== Task requirements ==
From the lines below, extract every line that contains the string "bass", and copy each one over in full.

== Available data

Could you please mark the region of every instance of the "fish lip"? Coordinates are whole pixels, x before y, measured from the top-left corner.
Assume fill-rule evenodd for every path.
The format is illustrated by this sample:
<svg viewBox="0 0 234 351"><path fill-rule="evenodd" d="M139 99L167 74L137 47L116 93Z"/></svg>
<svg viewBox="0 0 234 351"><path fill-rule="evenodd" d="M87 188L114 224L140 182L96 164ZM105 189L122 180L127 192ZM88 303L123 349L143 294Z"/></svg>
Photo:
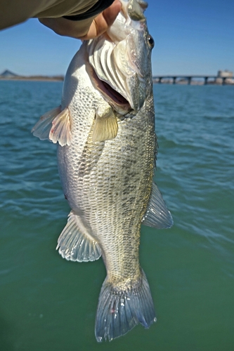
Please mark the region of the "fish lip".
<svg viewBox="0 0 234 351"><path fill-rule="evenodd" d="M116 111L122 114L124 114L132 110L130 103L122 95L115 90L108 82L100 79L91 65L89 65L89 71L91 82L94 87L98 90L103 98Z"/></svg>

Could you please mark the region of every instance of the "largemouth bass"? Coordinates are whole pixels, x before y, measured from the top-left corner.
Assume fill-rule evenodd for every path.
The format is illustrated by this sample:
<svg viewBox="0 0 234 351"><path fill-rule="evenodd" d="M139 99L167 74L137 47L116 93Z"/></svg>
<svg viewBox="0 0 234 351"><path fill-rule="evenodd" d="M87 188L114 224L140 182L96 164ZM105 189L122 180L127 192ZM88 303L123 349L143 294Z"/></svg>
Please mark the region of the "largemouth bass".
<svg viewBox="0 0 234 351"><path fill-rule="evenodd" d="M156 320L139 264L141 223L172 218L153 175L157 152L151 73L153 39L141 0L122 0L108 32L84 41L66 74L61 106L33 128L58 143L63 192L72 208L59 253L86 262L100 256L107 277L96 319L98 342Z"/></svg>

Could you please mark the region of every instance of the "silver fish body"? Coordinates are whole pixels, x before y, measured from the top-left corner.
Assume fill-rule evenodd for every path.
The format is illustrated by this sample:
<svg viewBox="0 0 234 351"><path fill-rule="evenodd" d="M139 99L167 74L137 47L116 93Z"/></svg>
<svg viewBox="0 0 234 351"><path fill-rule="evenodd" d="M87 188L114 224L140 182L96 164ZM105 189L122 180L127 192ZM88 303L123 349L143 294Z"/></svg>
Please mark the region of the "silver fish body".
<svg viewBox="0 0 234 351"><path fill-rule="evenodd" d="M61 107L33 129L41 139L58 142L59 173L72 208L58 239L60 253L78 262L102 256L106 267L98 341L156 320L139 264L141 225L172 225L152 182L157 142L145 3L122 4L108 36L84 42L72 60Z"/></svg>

====
== Available data

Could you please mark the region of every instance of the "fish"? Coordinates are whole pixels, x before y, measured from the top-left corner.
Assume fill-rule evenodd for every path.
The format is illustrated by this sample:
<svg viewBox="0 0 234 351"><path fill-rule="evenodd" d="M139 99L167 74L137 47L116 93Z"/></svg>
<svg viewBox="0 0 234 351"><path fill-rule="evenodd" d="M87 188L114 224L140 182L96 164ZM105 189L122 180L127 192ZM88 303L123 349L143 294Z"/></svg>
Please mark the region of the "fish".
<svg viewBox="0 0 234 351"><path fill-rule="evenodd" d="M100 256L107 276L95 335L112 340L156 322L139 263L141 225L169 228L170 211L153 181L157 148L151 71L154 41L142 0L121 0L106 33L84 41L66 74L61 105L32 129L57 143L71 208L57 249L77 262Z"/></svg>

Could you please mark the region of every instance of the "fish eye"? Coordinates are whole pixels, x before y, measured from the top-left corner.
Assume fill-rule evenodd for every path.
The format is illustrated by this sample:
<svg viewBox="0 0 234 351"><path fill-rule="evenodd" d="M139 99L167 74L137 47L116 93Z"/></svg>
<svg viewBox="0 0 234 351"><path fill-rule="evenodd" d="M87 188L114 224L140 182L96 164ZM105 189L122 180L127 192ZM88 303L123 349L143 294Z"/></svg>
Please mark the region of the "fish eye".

====

== Exercise result ==
Could you please mark the region of every instance of the "largemouth bass"? Coordinates are whole pixels, x before y, measured from the top-left corner.
Please mark the region of the "largemouth bass".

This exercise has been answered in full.